Ein drängendes Thema ist indessen – ähnlich wie in Europa – diejenige Form des Antisemitismus, die sich der Auseinandersetzung mit Israel als Vehikel bedient. Selbst ein Autor wie Jonathan Rosen, der Antisemitismus in den USA als praktisch nicht mehr existent betrachtet hatte, schrieb aufgewühlt im November 2001 im New York Times Magazine über die Reaktionen auf die Anschläge vom 11. September: »In diesen Tagen bin ich mir über den Antisemitismus klargeworden.« Und Gabriel Schoenfeld fragte sich 2006 in seinem Buch »The Return of Anti-Semitism« schon, ob »das Ende der amerikanischen Ausnahme« nahe sei und Juden auch in diesem Land nicht mehr sicher leben könnten.
Weshalb Leute wie Rosen und Schoenfeld ihr Gefühl der Sicherheit verloren haben, mag die Frage eines Professors der renommierten Georgetown University verdeutlichen: »Wie haben der Judaismus, die Juden und die internationalen Kräfte es zulassen können, dass der Zionismus eine wilde, zerstörerische Bestie geworden ist, fähig, Greueltaten zu begehen?« Oder, etwas weniger elaboriert, die Bemerkungen eines Studenten der Rutgers University in der Studentenzeitung The Medium, einer sogenannten »Entertainment Weekly«, deren Ziel es ist, »erstklassigen lustigen Scheiß zu veröffentlichen«: »Stirb Jude. Stirb, stirb, stirb, stirb, stirb, stirb. Hör auf zu leben, stirb, stirb, stirb, STIRB! Tu uns allen einen Gefallen und bau Dir selbst einen Ofen.«
Für manche Beobachter kommt diese Entwicklung, die auch zu Boykott-Initiativen von Studenten und Professoren gegen »den Apartheidstaat Israel« geführt hat, nicht überraschend. Schon als Ende der sechziger Jahre in New York Kundgebungen abgehalten wurden, auf denen der Tod Israels gefordert wurde, war das für Norman Podhoretz, den langjährigen Herausgeber der AJC-Zeitschrift Commentary, und andere damalige Linke Grund genug, sich von der Linken abzuwenden und seither den Antisemitismus im intellektuellen Milieu – vor allem unter dem Deckmantel des Antizionismus – zu verfolgen und zu kommentieren. Den antisemitischen Drang, guten linken Gewissens Israel als »den Juden unter den Staaten« zu behandeln, hatte Podhoretz bereits 1986 als »Hass, der sich selbst nicht beim Namen zu nennen wagt«, bezeichnet, als er sich mit dem linken Schriftsteller Gore Vidal über dessen Gleichsetzung Israels mit den Nazis auseinandersetzte.

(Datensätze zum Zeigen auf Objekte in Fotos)
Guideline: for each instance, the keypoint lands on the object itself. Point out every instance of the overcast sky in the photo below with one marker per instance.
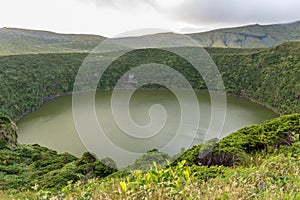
(113, 17)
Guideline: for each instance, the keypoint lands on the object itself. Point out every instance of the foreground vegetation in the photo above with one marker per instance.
(266, 166)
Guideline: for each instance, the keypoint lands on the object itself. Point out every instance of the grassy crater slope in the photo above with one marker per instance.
(14, 41)
(267, 76)
(252, 36)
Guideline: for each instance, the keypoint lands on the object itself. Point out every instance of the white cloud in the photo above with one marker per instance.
(111, 17)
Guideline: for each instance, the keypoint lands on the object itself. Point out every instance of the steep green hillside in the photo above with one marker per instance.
(267, 168)
(267, 76)
(253, 36)
(14, 41)
(21, 41)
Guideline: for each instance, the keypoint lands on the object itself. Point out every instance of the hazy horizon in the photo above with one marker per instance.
(111, 18)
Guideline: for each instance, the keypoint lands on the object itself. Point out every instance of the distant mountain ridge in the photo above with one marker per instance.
(15, 41)
(251, 36)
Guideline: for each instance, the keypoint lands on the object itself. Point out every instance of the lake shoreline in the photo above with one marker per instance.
(50, 98)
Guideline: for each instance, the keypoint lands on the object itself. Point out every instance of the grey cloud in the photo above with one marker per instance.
(235, 11)
(217, 12)
(122, 4)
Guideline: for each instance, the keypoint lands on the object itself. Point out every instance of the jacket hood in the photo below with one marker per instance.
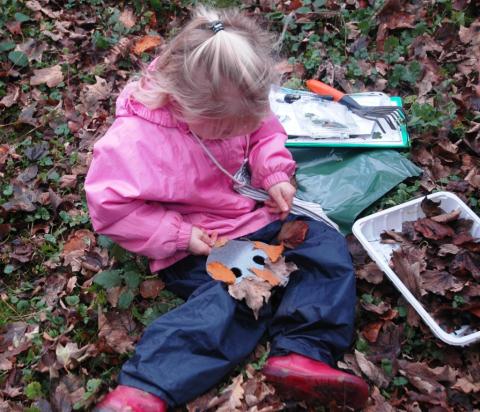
(126, 105)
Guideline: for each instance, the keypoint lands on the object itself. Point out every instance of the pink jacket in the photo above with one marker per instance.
(150, 181)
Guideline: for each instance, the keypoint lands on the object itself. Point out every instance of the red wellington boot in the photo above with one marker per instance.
(306, 378)
(129, 399)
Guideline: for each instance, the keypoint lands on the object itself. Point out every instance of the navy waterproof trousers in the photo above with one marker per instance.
(190, 349)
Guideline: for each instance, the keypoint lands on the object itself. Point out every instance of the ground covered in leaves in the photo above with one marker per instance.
(72, 304)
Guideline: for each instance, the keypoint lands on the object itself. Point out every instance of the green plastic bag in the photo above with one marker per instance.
(345, 181)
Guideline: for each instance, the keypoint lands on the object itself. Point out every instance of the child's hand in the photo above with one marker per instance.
(201, 242)
(281, 198)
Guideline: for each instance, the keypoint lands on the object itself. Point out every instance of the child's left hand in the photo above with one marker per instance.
(281, 198)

## Aufgabensammlung
A. Schreiben Sie aus dem Textauszug über Antisemitismus in den USA die Passage von „Ein drängendes Thema“ bis einschließlich „sicher leben könnten.“ wortgetreu ab.
B. Führen Sie den Textauszug über Antisemitismus in den USA im Anschluss an seinen letzten Satz weiter.

## Gelöste Aufgaben
A.
Ein drängendes Thema ist indessen – ähnlich wie in Europa – diejenige Form des Antisemitismus, die sich der Auseinandersetzung mit Israel als Vehikel bedient. Selbst ein Autor wie Jonathan Rosen, der Antisemitismus in den USA als praktisch nicht mehr existent betrachtet hatte, schrieb aufgewühlt im November 2001 im New York Times Magazine über die Reaktionen auf die Anschläge vom 11. September: »In diesen Tagen bin ich mir über den Antisemitismus klargeworden.« Und Gabriel Schoenfeld fragte sich 2006 in seinem Buch »The Return of Anti-Semitism« schon, ob »das Ende der amerikanischen Ausnahme« nahe sei und Juden auch in diesem Land nicht mehr sicher leben könnten.

B.
Auch die Rechte bringt immer wieder »Mutige« hervor, die sich gegen die Omnipotenz der Juden und Israels stellen und mit ihrer Klage, Kritik an Israel werde tabuisiert, durch die Medien gereicht werden. Pat Buchanan ist einer von ihnen, wenn er auch derzeit in der Bedeutungslosigkeit verschwunden ist; oder Russell Kirk, Mitbegründer eines modernen amerikanischen Konservatismus, dem es so scheint, »als ob manche bedeutende Neokonservative Tel Aviv für die Hauptstadt der USA halten«. Insbesondere Verschwörungstheorien, ob sie von »der Ostküste« im Besonderen oder von Juden im Allgemeinen handeln, stellen derzeit eine wichtige Triebfeder des Antisemitismus in den USA dar, nicht zuletzt beflügelt durch den globalen Bestseller »Die Israel-Lobby« von Stephen Walt und John Mearsheimer, der vielen die Beruhigung gibt, etwas zu lesen, was man ohnehin immer schon gewusst habe. Gleichzeitig lernen Juden in den USA, die mit Israels Politik nichts zu tun haben wollen, die Grenzen dieser Haltung kennen, wenn etwa Israel-Gegner in der jüdischen Bevölkerung die »fünfte Kolonne des Judenstaates« auf dem Territorium der Vereinigten Staaten wirken sehen. Vor allem Organisationen wie der Ku-Klux-Klan oder die Nation of Islam von Louis Farrakhan, der das Judentum für eine »Gossenreligion«, Hitler aber für »einen großen Mann« hält, stützen sich auf ein solches verschwörungstheoretisches Weltbild – auch wenn die große Zeit Farrakhans aus den neunziger Jahren erstmal vorbei zu sein scheint.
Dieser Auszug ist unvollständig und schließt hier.